■ **Excerpted passage**
......

Thus far, we have formed a bottom to the a-wave of this wave (4). And, since that time, we have been in a b-wave rally. Before I go into the detail of the wave structure, I want to repost something I posted in the room today:
For those new to Elliott Wave, one of the most important aspects of the analysis is identifying where we reside within the trend. When we are in a corrective structure, as we are now, it means to almost expect the unexpected, especially in a 4th wave.
4th waves are consolidations. But, the structure of a 4th wave is quite variable, in fact, arguably the most variable structure of the entire 5-wave Elliott Wave structure. For this reason, it is advisable to not trade heavily within the structure, as it often leads to much frustration.
So, please be aware we are now likely within a 4th wave, and it will take some time. So, if you intend to trade during this wave, I suggest you reduced your position sizes because you will have to widen your stops.
However, now is the time to begin planning for how you intend to ride the 5th wave higher. So, this is the best time to review the stocks you want to buy to ride that rally to 3000+ SPX.
That being said, if you chose to trade within a 4th wave, I would STRONGLY suggest you reduce your position sizes so you can widen your stops. But, again, I want to warn you that 4th waves have a tendency to chop traders up, so please recognize this before you begin to jump head first into 4th wave trading.
As far as where we are in the wave structure, we have now rallied enough to consider the (a) wave of the b-wave as completed. While there still can be a higher high to this (a) wave, the micro structure presents as having already begun the (b) wave lower.
Since the ES and SPX have different lows, as the ES saw a drop down to the 2530 region, which was not seen in the SPX, it causes a difference in the retracement targets between the two, as you can see on the attached ES and SPX 5-minute charts.

......

■ **Work order 1**
In the wave commentary, to what region did the ES drop?
■ **Work order 2**
Using the wave commentary, explain why it advises against trading heavily within a 4th wave.
■ **Work order 3**
Please reproduce the stretch of the wave commentary from "4th waves are" through "to much frustration.".

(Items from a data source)
......

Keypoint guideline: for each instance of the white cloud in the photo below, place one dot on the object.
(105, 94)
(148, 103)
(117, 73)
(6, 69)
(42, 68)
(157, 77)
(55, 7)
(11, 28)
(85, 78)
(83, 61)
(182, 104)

......

■ **Your solution 1**
The 2530 region.

■ **Your solution 2**
The structure of a 4th wave is quite variable, arguably the most variable structure of the entire 5-wave Elliott Wave structure. Trading heavily within it often leads to much frustration.

■ **Your solution 3**
4th waves are consolidations. But, the structure of a 4th wave is quite variable, in fact, arguably the most variable structure of the entire 5-wave Elliott Wave structure. For this reason, it is advisable to not trade heavily within the structure, as it often leads to much frustration.